• _PROVIDED TEXT_:

· · ·

Whenever a feature is changed, updated, introduced, or deprecated, the merge
request introducing these changes must be accompanied by the documentation
(either updating existing ones or creating new ones). This is also valid when
changes are introduced to the UI.

The one resposible for writing the first piece of documentation is the developer who
wrote the code. It's the job of the Product Manager to ensure all features are
shipped with its docs, whether is a small or big change. At the pace GitLab evolves,
this is the only way to keep the docs up-to-date. If you have any questions about it,
please ask a Technical Writer. Otherwise, when your content is ready, assign one of
them to review it for you.

We use the [monthly release blog post](https://about.gitlab.com/handbook/marketing/blog/release-posts/#monthly-releases) as a changelog checklist to ensure everything
is documented.

### Feature overview and use cases

Every major feature (regardless if present in GitLab Community or Enterprise editions)

· · ·

• _SUPPLIED DATA_:
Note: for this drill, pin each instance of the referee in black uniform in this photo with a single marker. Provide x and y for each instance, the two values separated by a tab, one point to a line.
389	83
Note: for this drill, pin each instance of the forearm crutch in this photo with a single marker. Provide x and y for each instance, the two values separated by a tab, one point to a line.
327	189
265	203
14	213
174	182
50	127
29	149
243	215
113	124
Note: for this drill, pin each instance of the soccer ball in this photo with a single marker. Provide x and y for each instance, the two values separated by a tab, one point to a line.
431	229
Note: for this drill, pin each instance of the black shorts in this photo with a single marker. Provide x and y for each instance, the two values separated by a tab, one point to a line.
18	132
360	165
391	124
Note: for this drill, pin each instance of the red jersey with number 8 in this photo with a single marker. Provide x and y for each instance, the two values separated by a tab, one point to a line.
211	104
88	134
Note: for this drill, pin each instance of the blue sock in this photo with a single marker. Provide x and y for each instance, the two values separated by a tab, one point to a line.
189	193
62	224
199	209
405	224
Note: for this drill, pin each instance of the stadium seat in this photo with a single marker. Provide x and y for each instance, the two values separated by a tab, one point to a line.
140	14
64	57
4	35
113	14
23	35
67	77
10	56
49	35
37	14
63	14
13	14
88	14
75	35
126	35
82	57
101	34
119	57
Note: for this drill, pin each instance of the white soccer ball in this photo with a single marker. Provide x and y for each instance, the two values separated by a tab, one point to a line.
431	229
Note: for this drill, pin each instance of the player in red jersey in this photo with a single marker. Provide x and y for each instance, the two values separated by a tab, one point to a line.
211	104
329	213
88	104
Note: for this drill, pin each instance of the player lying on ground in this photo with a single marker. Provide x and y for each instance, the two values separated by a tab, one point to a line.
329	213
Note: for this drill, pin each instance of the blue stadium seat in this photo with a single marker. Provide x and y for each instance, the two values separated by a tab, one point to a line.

· · ·

• _REQUEST A_:
From the GitLab documentation guidelines, return the passage starting at "Whenever a feature" and ending at "introduced to the UI.", copied word for word.
• _REQUEST B_:
Translate this sentence from the GitLab documentation guidelines into Spanish: "At the pace GitLab evolves, this is the only way to keep the docs up-to-date."
• _REQUEST C_:
Continue the GitLab documentation guidelines from the point where they stop.
The entries are separate material from the GitLab documentation guidelines.

• _EXPECTED OUTPUT A_:
Whenever a feature is changed, updated, introduced, or deprecated, the merge
request introducing these changes must be accompanied by the documentation
(either updating existing ones or creating new ones). This is also valid when
changes are introduced to the UI.

• _EXPECTED OUTPUT B_:
Al ritmo al que evoluciona GitLab, esta es la única manera de mantener la documentación actualizada.

• _EXPECTED OUTPUT C_:
should present, at the beginning of the document, two main sections: **overview** and
**use cases**. Every GitLab EE-only feature should also contain these sections.

**Overview**: at the name suggests, the goal here is to provide an overview of the feature.
Describe what is it, what it does, why it is important/cool/nice-to-have,
what problem it solves, and what you can do with this feature that you couldn't
do before.

**Use cases**: provide at least two, ideally three, use cases for every major feature.
You should answer this question: what can you do with this feature/change? Use cases
are examples of how this feauture or change can be used in real life.

Examples:
- CE and EE: [Issues](../user/project/issues/index.md#use-cases)
- CE and EE: [Merge Requests](../user/project/merge_requests/index.md#overview)
- EE-only: [Geo](https://docs.gitlab.com/ee/gitlab-geo/README.html#overview)
- EE-only: [Jenkins integration](https://docs.gitlab.com/ee/integration/jenkins.md#overview)

Note that if you don't have anything to add between the doc title (`<h1>`) and
the header `## Overview`, you can omit the header, but keep the content of the
overview there.

> **Overview** and **use cases** are required to **every** Enterprise Edition feature,
and for every **major** feature present in Community Edition.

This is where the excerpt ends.